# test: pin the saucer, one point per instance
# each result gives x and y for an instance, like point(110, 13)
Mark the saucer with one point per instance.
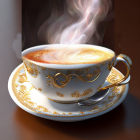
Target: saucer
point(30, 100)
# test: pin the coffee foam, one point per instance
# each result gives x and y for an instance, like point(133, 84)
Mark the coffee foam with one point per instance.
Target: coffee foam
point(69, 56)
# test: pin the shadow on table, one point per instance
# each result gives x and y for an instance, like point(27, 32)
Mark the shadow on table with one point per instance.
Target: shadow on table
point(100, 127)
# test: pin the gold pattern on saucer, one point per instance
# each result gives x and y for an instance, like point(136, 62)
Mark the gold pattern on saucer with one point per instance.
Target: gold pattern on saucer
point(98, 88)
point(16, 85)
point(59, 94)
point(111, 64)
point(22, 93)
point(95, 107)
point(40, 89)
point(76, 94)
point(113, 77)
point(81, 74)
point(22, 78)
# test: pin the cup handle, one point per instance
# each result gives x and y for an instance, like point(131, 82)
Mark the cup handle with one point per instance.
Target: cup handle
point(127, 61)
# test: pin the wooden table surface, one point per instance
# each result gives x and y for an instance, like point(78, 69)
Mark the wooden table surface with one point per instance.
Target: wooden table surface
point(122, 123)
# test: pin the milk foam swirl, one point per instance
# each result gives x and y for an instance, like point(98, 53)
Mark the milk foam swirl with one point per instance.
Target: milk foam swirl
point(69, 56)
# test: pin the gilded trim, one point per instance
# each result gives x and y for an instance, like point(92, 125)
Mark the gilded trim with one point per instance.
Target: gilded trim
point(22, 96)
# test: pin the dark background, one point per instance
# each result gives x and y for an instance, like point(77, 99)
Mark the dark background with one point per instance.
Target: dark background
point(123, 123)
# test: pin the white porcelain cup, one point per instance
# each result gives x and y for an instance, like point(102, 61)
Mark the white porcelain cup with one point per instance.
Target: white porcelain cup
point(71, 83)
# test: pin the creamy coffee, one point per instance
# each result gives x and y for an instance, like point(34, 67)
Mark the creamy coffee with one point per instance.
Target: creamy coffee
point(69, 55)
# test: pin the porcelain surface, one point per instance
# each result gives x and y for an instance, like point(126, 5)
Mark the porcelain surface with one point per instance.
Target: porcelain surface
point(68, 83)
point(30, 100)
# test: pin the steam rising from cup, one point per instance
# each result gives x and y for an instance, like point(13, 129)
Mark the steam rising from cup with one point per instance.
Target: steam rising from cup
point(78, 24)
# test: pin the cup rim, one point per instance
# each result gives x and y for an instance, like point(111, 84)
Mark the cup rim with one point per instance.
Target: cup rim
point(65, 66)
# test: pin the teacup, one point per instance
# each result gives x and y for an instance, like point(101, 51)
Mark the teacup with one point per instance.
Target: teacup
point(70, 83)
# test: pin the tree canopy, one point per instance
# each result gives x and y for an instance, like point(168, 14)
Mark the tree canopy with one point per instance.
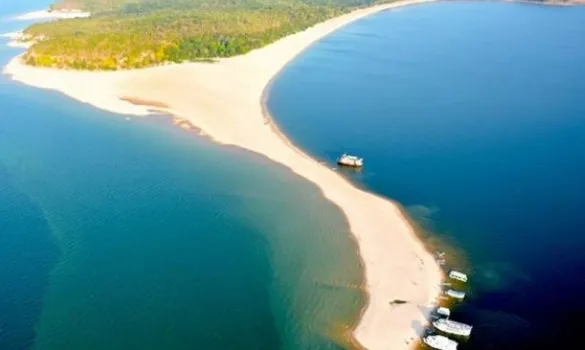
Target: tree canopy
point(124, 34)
---
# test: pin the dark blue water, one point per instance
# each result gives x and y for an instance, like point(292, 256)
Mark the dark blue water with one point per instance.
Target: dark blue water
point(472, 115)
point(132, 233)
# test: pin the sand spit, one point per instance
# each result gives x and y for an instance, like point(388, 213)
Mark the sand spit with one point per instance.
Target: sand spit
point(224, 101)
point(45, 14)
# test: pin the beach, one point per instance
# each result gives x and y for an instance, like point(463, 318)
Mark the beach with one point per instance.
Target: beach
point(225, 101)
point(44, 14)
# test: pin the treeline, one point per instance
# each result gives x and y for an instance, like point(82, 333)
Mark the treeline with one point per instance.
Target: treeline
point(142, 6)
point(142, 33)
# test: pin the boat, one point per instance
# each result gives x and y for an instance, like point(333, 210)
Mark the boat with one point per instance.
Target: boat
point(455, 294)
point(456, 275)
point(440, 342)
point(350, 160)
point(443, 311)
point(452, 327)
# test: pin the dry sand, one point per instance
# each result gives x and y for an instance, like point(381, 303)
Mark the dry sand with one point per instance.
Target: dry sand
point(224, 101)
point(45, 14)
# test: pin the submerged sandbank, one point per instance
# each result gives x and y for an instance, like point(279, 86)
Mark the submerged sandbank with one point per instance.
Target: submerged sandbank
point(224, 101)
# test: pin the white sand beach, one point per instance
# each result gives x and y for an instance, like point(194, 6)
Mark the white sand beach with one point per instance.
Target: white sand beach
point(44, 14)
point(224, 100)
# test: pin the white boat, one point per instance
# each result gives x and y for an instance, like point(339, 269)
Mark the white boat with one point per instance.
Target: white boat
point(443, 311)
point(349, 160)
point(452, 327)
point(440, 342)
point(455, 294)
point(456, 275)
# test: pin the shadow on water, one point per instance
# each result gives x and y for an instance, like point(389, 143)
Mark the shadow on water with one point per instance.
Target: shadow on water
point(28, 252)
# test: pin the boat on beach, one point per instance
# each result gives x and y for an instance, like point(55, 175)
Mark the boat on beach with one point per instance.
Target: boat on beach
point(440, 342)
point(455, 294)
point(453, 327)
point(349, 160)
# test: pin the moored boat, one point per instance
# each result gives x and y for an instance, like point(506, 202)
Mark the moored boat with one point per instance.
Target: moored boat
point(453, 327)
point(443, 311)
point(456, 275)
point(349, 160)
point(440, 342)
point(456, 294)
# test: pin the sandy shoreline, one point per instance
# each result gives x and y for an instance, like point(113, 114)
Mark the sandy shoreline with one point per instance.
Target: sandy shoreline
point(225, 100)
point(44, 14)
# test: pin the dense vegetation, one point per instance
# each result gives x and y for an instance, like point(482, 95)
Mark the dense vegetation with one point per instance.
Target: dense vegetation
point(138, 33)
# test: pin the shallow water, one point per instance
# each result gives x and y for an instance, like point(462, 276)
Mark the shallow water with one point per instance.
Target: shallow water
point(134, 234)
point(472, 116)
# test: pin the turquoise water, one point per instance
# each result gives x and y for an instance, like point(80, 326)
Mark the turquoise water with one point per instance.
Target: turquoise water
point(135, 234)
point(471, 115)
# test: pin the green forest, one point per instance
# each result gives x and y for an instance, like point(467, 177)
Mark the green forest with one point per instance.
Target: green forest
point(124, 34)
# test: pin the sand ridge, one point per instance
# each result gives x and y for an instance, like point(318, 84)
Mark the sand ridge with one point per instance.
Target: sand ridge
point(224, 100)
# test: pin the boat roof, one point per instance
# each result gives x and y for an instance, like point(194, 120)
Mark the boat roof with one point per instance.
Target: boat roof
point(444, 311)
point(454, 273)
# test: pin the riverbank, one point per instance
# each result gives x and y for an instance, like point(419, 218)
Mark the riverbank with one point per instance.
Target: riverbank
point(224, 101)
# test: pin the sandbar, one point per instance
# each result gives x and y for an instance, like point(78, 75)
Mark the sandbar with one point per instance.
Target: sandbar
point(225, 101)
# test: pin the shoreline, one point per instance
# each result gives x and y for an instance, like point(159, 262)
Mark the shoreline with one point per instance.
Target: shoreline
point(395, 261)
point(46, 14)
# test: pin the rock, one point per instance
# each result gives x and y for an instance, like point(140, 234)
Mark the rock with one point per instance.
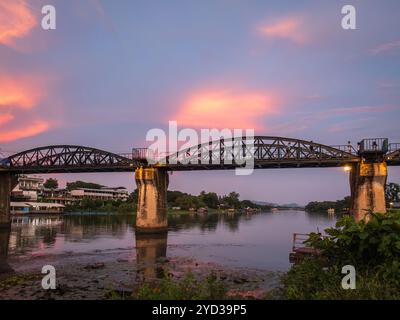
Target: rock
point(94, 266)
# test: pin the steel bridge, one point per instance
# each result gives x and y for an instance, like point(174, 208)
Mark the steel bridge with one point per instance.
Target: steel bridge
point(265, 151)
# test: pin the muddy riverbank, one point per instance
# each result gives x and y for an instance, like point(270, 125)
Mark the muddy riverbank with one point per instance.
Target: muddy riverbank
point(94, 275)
==
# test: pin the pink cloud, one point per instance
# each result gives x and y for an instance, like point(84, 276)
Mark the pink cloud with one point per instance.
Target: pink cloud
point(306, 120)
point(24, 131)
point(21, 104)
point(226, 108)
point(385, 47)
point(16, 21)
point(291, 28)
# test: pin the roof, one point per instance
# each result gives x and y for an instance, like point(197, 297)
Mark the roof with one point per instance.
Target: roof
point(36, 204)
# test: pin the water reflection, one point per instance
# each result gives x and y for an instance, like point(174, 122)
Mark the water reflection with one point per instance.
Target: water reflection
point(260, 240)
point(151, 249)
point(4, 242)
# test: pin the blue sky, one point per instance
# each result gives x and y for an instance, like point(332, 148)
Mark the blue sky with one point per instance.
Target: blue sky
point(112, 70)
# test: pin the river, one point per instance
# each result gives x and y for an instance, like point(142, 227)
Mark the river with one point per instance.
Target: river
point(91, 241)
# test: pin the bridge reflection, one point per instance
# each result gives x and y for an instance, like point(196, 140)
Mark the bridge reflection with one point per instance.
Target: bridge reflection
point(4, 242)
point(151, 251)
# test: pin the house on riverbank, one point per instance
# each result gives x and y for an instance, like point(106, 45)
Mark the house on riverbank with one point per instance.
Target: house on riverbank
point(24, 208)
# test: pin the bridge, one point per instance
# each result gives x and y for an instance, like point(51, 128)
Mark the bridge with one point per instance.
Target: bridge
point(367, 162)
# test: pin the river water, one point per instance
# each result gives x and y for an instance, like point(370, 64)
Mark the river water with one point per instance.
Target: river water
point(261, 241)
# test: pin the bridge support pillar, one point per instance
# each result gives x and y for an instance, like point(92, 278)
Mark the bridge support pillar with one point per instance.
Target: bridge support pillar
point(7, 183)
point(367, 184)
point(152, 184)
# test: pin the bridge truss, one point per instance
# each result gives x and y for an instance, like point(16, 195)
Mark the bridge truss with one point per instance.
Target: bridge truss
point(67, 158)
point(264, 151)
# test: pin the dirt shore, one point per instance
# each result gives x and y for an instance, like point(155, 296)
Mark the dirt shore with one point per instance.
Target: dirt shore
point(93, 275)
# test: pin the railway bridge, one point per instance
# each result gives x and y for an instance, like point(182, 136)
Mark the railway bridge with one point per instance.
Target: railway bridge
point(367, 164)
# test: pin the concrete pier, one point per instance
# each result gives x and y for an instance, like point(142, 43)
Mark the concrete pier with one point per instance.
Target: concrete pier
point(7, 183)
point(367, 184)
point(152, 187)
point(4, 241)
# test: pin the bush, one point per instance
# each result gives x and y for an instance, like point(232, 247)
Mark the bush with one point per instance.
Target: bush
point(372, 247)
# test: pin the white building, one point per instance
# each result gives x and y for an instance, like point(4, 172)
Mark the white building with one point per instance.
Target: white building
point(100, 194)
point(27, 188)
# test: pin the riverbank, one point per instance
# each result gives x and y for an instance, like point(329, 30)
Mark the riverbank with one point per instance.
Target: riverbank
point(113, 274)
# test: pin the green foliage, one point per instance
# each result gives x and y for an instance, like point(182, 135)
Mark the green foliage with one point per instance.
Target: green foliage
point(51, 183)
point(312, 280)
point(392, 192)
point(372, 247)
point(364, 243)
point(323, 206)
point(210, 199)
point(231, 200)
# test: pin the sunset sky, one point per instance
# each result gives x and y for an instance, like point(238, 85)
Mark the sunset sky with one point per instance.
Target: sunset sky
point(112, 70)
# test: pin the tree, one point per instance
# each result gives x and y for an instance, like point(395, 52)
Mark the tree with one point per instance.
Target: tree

### AIM OF THE TASK
Transcribe, exactly and without additions, the lines of the records above, beginning with the line that contains "# test: pin the sand ridge, one" and ending with the line that contains "like point(140, 234)", both included.

### RESULT FOR THIS TASK
# test: pin the sand ridge, one point per instance
# each result gives x and y for an instance, like point(318, 84)
Mark the sand ridge with one point per instance.
Target: sand ridge
point(224, 100)
# test: pin the boat roof, one point per instance
# each result gives x and y for an instance, like point(194, 120)
Mark the boat roof with one point per instance.
Target: boat roof
point(444, 311)
point(454, 273)
# test: pin the riverbank, one point per instance
# each result gives x and y for an instance, like point(419, 218)
Mark the riverbank with one point per instance.
Target: riverbank
point(224, 101)
# test: pin the sandbar, one point per instance
# each result gives x and y for an instance, like point(78, 75)
Mark the sandbar with one point per instance.
Target: sandbar
point(225, 101)
# test: pin the shoreline, one point per instance
# each result gives x and y for an instance, like point(159, 262)
Mark the shoreline with one point per instance.
Target: shoreline
point(395, 261)
point(46, 14)
# test: pin the rock, one point per instance
# each result gives x and y for an instance, like point(140, 234)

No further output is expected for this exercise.